Data for this exercise:
>>>
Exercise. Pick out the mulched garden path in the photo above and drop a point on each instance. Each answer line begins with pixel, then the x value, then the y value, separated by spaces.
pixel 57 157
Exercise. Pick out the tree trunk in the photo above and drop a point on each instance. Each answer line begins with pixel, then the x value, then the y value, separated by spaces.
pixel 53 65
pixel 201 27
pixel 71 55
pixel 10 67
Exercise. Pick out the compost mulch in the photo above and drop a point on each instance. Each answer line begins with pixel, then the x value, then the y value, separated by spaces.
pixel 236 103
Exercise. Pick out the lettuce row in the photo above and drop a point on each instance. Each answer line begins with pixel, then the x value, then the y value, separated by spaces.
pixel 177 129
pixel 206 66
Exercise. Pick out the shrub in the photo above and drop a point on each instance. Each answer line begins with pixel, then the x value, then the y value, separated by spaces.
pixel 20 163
<<<
>>>
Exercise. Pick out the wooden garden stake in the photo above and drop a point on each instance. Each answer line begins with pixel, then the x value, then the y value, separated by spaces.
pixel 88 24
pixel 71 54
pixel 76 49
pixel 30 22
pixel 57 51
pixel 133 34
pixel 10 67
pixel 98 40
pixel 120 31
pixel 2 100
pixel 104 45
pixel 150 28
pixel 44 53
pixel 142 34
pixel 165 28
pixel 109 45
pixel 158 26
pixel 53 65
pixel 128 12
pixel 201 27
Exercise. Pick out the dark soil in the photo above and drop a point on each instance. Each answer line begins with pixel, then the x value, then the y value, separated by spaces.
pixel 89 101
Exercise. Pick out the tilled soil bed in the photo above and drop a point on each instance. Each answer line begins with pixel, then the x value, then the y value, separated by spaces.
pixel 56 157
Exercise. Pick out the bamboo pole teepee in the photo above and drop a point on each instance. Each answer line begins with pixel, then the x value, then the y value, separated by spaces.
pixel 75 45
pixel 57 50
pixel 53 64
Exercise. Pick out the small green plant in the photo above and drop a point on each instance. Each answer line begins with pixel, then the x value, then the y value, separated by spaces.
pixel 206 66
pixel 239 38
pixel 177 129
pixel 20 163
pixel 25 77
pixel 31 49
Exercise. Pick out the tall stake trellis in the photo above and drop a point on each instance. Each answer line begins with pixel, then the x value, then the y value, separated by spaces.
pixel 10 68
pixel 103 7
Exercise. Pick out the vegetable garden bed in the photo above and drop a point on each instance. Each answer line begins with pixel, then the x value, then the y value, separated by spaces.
<<<
>>>
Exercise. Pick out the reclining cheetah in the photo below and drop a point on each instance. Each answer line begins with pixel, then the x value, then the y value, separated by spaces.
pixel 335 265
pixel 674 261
<<<
What the task requires:
Reproduce word for word the lines from the one containing "Exercise. Pick out the tilled" through the one containing "pixel 56 157", including both of those lines.

Reply:
Exercise. Pick out the tilled soil bed in the photo above and drop a point on each instance. Each answer line begins with pixel, then the x value, then the y value, separated by spaces.
pixel 56 157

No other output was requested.